#### Task requirements:
#1 Using the passage about the two manatees, explain why Slip and Lil Joe were sent to SeaWorld and a series of zoos instead of being released into the wild.
#2 Write what comes next in the passage about the two manatees, continuing after its final sentence.

#### Excerpt to read:
++++

Biologists thought then that orphaned calves reared in captivity would never acquire the skills needed to survive in the wild. So they sent them off together for years of adventure. First stop: SeaWorld in San Diego. Next, the pair moved to the Cincinnati Zoo & Botanical Garden, where they wowed visitors for four years. It was there that Lil Joe bulked up to a weight of 1,950 pounds, or nearly a ton.
In 2009, the two were shipped to Lowry Park Zoo in Tampa, Fla., and introduced to the kinds of river plants that manatees ordinarily eat. The science of manatee care had evolved as Slip and Lil Joe grew, and biologists at that point were confident the two could be released.
So on Feb. 15, 2010, they were set free at Blue Spring, just off the St. Johns River near Orange City, Fla., where the relatively warm spring water attracts hundreds of manatees each winter. The two apparently had had enough of each other and went their separate ways.

++++

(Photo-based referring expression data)
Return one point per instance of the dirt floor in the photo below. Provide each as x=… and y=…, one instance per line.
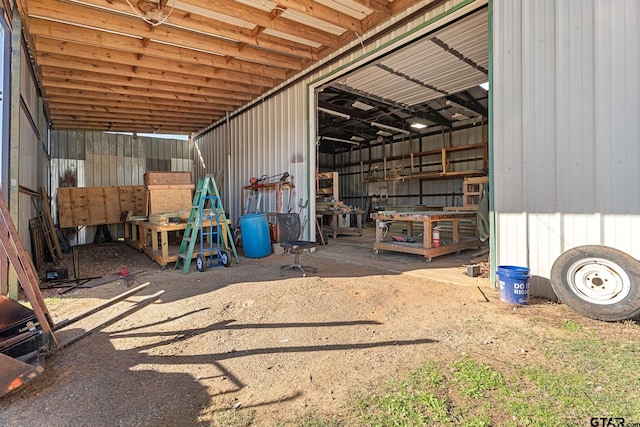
x=245, y=337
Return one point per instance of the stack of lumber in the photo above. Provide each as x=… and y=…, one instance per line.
x=330, y=205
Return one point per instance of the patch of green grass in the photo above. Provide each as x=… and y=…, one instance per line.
x=571, y=325
x=583, y=376
x=233, y=418
x=474, y=379
x=534, y=320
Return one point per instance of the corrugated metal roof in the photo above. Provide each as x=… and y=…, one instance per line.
x=457, y=58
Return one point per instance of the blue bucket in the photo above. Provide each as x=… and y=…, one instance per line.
x=256, y=241
x=514, y=284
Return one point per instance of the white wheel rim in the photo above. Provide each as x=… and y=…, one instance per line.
x=598, y=281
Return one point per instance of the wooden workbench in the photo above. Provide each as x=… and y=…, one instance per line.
x=333, y=228
x=160, y=250
x=424, y=245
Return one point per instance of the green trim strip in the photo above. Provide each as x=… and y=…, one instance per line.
x=492, y=215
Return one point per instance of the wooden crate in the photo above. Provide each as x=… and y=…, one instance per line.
x=167, y=178
x=328, y=185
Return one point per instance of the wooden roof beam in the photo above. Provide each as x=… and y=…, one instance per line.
x=55, y=53
x=58, y=10
x=100, y=96
x=91, y=101
x=324, y=13
x=124, y=71
x=100, y=39
x=131, y=82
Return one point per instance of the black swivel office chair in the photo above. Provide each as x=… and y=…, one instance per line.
x=290, y=229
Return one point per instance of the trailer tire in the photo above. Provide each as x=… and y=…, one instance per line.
x=599, y=282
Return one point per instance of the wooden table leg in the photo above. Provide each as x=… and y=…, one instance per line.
x=455, y=223
x=154, y=240
x=164, y=242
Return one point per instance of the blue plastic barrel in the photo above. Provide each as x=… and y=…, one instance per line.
x=514, y=284
x=256, y=241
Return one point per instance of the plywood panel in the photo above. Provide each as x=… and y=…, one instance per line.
x=165, y=201
x=98, y=211
x=167, y=178
x=98, y=205
x=79, y=208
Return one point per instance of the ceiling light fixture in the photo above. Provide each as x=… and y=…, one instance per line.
x=391, y=128
x=460, y=116
x=334, y=113
x=362, y=106
x=330, y=138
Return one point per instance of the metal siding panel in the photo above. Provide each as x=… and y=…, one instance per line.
x=572, y=67
x=28, y=176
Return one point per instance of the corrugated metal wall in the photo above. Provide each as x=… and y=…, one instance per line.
x=565, y=130
x=94, y=159
x=272, y=136
x=29, y=151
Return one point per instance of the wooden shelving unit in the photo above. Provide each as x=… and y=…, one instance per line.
x=472, y=188
x=390, y=171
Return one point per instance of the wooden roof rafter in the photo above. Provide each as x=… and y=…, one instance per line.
x=206, y=56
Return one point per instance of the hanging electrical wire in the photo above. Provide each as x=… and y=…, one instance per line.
x=152, y=22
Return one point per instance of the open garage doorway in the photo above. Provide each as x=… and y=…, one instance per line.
x=407, y=132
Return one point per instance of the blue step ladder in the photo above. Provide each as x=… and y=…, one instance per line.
x=206, y=187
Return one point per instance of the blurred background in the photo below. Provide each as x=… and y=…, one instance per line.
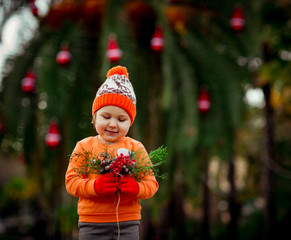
x=213, y=84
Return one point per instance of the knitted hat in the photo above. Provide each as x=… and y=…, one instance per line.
x=117, y=91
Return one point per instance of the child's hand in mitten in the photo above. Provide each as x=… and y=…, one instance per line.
x=129, y=186
x=106, y=185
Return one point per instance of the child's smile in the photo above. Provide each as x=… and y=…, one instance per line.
x=112, y=123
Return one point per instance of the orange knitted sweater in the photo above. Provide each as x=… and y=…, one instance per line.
x=97, y=209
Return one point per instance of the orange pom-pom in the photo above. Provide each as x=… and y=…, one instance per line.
x=117, y=70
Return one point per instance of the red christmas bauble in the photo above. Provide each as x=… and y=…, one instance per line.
x=53, y=136
x=237, y=21
x=64, y=57
x=204, y=101
x=157, y=41
x=28, y=83
x=113, y=52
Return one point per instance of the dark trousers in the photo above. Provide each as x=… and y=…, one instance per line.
x=109, y=231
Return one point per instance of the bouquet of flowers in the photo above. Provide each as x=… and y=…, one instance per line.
x=126, y=163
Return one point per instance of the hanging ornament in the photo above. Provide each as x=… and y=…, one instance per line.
x=28, y=83
x=33, y=8
x=53, y=136
x=113, y=52
x=237, y=21
x=64, y=57
x=157, y=41
x=203, y=100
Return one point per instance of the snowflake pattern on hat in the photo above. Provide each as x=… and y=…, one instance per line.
x=119, y=84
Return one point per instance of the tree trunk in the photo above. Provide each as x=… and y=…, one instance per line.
x=233, y=207
x=206, y=198
x=268, y=157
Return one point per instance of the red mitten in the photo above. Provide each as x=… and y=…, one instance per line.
x=129, y=186
x=106, y=185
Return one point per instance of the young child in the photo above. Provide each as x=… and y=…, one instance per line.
x=113, y=110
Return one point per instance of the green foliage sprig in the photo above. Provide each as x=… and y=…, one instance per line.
x=132, y=164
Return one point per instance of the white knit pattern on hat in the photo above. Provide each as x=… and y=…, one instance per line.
x=119, y=84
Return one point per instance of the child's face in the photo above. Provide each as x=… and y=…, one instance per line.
x=111, y=123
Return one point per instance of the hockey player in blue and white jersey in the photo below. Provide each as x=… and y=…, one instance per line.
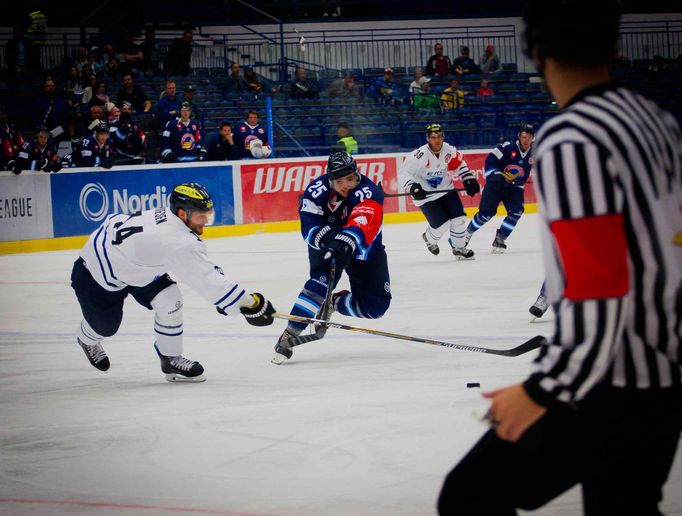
x=341, y=220
x=507, y=168
x=133, y=254
x=95, y=150
x=426, y=174
x=38, y=153
x=181, y=138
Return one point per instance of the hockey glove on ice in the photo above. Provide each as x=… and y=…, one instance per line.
x=417, y=192
x=471, y=186
x=260, y=314
x=340, y=248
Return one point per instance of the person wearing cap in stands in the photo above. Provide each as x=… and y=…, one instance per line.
x=490, y=63
x=386, y=89
x=96, y=150
x=39, y=153
x=181, y=138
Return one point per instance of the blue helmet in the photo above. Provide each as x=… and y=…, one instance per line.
x=341, y=164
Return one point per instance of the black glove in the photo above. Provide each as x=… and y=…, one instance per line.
x=340, y=248
x=261, y=313
x=417, y=192
x=471, y=186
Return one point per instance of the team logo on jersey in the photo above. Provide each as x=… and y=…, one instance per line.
x=94, y=194
x=187, y=141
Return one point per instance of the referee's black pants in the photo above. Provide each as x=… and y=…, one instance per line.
x=619, y=445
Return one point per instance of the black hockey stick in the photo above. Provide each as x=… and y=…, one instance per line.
x=320, y=324
x=527, y=346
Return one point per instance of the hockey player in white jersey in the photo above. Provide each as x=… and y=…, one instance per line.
x=133, y=254
x=427, y=175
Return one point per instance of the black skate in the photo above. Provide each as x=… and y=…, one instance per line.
x=463, y=253
x=181, y=369
x=433, y=248
x=499, y=246
x=283, y=351
x=539, y=307
x=96, y=355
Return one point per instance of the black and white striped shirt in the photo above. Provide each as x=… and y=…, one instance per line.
x=609, y=170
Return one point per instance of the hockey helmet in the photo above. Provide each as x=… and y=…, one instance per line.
x=341, y=164
x=191, y=197
x=580, y=32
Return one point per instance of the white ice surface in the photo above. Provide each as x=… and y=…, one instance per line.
x=353, y=425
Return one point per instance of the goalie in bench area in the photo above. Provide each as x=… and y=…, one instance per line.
x=132, y=254
x=341, y=217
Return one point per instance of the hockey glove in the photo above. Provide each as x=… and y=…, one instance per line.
x=259, y=314
x=340, y=248
x=471, y=186
x=417, y=192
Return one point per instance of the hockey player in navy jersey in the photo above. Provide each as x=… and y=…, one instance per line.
x=341, y=218
x=96, y=150
x=38, y=153
x=133, y=254
x=507, y=168
x=426, y=174
x=181, y=138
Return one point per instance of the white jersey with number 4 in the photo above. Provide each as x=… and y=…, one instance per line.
x=134, y=250
x=431, y=171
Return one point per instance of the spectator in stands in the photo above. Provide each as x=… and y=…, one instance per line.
x=235, y=82
x=302, y=87
x=95, y=149
x=452, y=98
x=419, y=80
x=179, y=55
x=15, y=57
x=490, y=63
x=38, y=153
x=11, y=141
x=169, y=104
x=129, y=92
x=254, y=84
x=100, y=97
x=464, y=64
x=150, y=50
x=181, y=138
x=425, y=101
x=385, y=88
x=49, y=109
x=438, y=64
x=128, y=137
x=345, y=87
x=484, y=90
x=223, y=148
x=345, y=142
x=248, y=132
x=133, y=55
x=188, y=97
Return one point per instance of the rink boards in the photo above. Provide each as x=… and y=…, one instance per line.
x=40, y=211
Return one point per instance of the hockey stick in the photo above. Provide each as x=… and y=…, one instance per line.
x=527, y=346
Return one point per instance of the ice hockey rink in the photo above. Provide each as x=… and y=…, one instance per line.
x=354, y=424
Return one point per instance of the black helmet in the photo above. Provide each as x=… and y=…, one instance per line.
x=340, y=165
x=579, y=32
x=527, y=128
x=190, y=197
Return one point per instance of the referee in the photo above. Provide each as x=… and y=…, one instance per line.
x=603, y=404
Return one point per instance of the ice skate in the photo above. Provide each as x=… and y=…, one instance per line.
x=96, y=355
x=499, y=246
x=539, y=307
x=181, y=369
x=283, y=351
x=463, y=253
x=433, y=248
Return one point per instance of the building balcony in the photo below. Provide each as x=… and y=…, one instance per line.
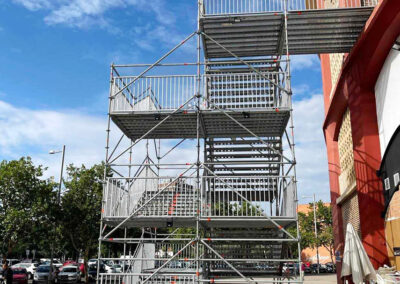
x=218, y=201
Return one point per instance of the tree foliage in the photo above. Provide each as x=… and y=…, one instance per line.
x=324, y=228
x=27, y=204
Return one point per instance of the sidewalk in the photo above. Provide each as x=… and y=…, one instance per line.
x=322, y=279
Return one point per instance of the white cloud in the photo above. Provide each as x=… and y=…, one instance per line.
x=87, y=13
x=312, y=164
x=300, y=62
x=35, y=132
x=34, y=5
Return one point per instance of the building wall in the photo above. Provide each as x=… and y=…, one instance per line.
x=388, y=98
x=355, y=91
x=392, y=229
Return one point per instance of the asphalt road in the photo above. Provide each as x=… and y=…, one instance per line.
x=322, y=278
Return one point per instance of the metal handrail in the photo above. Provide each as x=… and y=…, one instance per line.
x=236, y=197
x=227, y=91
x=235, y=7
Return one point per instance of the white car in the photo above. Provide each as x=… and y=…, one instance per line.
x=92, y=261
x=30, y=267
x=69, y=274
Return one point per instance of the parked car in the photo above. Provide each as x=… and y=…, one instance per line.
x=290, y=267
x=11, y=262
x=30, y=268
x=314, y=268
x=306, y=268
x=42, y=274
x=92, y=261
x=57, y=263
x=330, y=267
x=117, y=268
x=46, y=261
x=20, y=275
x=69, y=274
x=92, y=272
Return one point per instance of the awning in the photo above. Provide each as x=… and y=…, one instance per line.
x=355, y=260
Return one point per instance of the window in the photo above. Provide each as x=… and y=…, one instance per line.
x=396, y=178
x=387, y=183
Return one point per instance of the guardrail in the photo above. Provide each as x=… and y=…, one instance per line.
x=226, y=91
x=137, y=278
x=232, y=7
x=151, y=93
x=234, y=197
x=246, y=197
x=168, y=196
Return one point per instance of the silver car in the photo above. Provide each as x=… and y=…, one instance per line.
x=42, y=274
x=69, y=274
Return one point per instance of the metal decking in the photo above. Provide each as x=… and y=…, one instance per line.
x=226, y=217
x=214, y=123
x=309, y=32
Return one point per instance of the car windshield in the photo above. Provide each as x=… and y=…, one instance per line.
x=43, y=269
x=23, y=265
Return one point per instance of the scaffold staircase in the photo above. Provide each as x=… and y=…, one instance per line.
x=224, y=209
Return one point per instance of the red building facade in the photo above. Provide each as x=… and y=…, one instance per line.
x=351, y=120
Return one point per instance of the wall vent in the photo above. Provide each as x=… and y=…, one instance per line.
x=396, y=178
x=387, y=183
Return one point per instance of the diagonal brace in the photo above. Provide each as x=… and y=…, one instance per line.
x=153, y=128
x=147, y=202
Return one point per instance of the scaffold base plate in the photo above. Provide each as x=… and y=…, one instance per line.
x=211, y=222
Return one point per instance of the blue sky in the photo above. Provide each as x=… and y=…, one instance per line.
x=54, y=72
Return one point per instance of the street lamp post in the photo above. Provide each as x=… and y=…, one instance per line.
x=52, y=152
x=315, y=226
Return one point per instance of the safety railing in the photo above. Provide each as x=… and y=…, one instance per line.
x=185, y=260
x=243, y=90
x=232, y=7
x=220, y=197
x=227, y=91
x=152, y=93
x=239, y=197
x=150, y=196
x=138, y=278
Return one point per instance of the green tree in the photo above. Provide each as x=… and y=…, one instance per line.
x=307, y=231
x=27, y=203
x=81, y=207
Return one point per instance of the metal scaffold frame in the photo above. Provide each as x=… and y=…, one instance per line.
x=228, y=214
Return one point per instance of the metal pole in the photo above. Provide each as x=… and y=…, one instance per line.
x=316, y=233
x=55, y=225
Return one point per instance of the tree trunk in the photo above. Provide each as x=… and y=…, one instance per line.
x=85, y=261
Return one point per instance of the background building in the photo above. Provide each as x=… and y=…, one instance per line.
x=362, y=135
x=310, y=254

++++

#### Answers below:
#1 At that time, biologists believed that orphaned calves raised in captivity would never learn the skills they needed to survive in the wild. So the pair was kept in captivity and moved together from SeaWorld in San Diego to the Cincinnati Zoo & Botanical Garden.

#2
Lil Joe turned up a few months later farther north in the St. Johns, stunned by cold weather. He was rescued, rehabbed and put back into the river several months after that. Then, as winter approached last year, he slipped out of his radio-tracking belt and disappeared. Lil Joe was feared dead.
Meanwhile, on Jan. 4 of this year, Slip was hauled from Crescent Lake, which connects to the St. Johns River near Palatka, Fla. Stressed by cold, he was taken back to SeaWorld Orlando.
And in August, an unknown manatee appeared in the Little Econlockhatchee River in east Orange County, a highly unusual place for a sea cow to go.
A few weeks later, a wildlife volunteer spotted an “R 5” brand on the animal’s back, confirming it was Lil Joe. (Slip is “R 1.”) State biologists suspected that the Little Econ, no longer swollen from early summer rains, had trapped Lil Joe.